- Exercise passage -
•••

Hydranencephaly: Definition, Information, Diagnosis & Prognosis
- Publish Date: 2012/09/29 - (Rev. 2016/11/07)
- Author: Global Hydranencephaly Foundation
- Contact : www.hydranencephalyfoundation.org
Outline: Fact sheet examines Hydranencephaly a condition where the brain cerebral hemispheres are absent and replaced by sacs filled with cerebrospinal fluid.
Definition causes and treatment of Hydranencephaly, a condition where the brain cerebral hemispheres are absent and replaced by sacs filled with cerebrospinal fluid.
Hydranencephaly is defined as the congenital absence of the cerebral hemispheres in which the space in the cranium that they normally occupy is filled with fluid. Hydranencephaly is a neurologic disorder in which the cerebral hemispheres are lacking although the cerebellum, brainstem, and other central nervous system tissues may be intact. The newborn with hydranencephaly may have normal neurologic functions but does not develop, and computed tomographic scans indicate an absence of cerebral tissue. Conditions that can occur with hydranencephaly include deafness, blindness, paralysis, and cognitive impairments. Treatment is supportive. The condition should not be confused with hydrocephalus, which is an accumulation of cerebrospinal fluid in the ventricles.
Cephalic is the medical term for "head" or "head end of body".
Hydranencephaly, synonym hydroanencephaly (NORD, 2007), is one of the various cephalic classification types of disorders.
These disorders are congenital conditions that derive from either damage to, or abnormal development of, the fetal nervous system in the earliest stages of development in utero. Cephalic is the medical term for "head" or "head end of body." These conditions do not have any definitive identifiable cause factor; instead generally attributed to a variety of hereditary or genetic conditions, but also by environmental factors such as maternal infection, pharmaceutical intake, or even exposure to high levels of radiation (NINDS, 2007). This condition possesses isolated occurrences, affecting less than 1 in 10,000 births worldwide (Kurtz & Johnson, 1999) and officially classifying hydranencephaly as a rare disorder by affecting fewer than 1 in 200,000 in the United States (Rare, 2011). Even rarer are cases of hemihydranencephaly, in which the effects of damage are unilateral and existing only on one hemisphere of the brain (Dubey, Gobinathan, et.al, 2002).
Many children live for an extended period prior to diagnosis due to no obvious symptomatic presentation at birth.
Though hydranencephaly is typically a congenital disorder, it can occur as a postnatal diagnosis in the aftermath of meningitis, intra-cerebral infarction, and ischemia (stroke), or other traumatic brain injury (Dubey, Gobinathan, et.al, 2002).

•••

- Extracted data -
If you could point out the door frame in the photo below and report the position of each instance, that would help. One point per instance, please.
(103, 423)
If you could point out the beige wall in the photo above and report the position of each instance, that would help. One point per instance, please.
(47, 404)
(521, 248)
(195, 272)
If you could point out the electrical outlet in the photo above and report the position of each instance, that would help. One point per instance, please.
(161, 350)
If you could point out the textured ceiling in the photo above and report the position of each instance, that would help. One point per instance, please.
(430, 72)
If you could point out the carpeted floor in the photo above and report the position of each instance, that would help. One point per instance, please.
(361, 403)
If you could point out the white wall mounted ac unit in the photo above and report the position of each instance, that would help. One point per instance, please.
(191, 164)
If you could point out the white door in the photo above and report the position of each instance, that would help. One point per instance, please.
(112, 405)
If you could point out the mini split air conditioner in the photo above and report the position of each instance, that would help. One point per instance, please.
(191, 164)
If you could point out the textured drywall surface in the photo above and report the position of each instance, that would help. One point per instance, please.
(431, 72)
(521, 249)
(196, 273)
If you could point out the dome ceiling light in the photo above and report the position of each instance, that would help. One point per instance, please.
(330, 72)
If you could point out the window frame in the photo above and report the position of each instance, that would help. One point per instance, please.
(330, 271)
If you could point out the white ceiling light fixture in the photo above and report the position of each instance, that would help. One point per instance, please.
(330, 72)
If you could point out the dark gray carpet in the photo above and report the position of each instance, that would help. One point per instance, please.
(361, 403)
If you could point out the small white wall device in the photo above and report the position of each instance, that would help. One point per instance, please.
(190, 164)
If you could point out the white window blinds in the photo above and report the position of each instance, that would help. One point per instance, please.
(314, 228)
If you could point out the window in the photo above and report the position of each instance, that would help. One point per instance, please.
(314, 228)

•••

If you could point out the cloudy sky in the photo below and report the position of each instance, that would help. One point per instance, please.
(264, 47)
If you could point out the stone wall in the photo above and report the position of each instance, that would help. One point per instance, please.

•••

- Task objective -
Retype the hydranencephaly fact sheet from "Hydranencephaly is defined" up to and including "in the ventricles.", keeping every word and punctuation mark unchanged.

- Answer to this exercise -
Hydranencephaly is defined as the congenital absence of the cerebral hemispheres in which the space in the cranium that they normally occupy is filled with fluid. Hydranencephaly is a neurologic disorder in which the cerebral hemispheres are lacking although the cerebellum, brainstem, and other central nervous system tissues may be intact. The newborn with hydranencephaly may have normal neurologic functions but does not develop, and computed tomographic scans indicate an absence of cerebral tissue. Conditions that can occur with hydranencephaly include deafness, blindness, paralysis, and cognitive impairments. Treatment is supportive. The condition should not be confused with hydrocephalus, which is an accumulation of cerebrospinal fluid in the ventricles.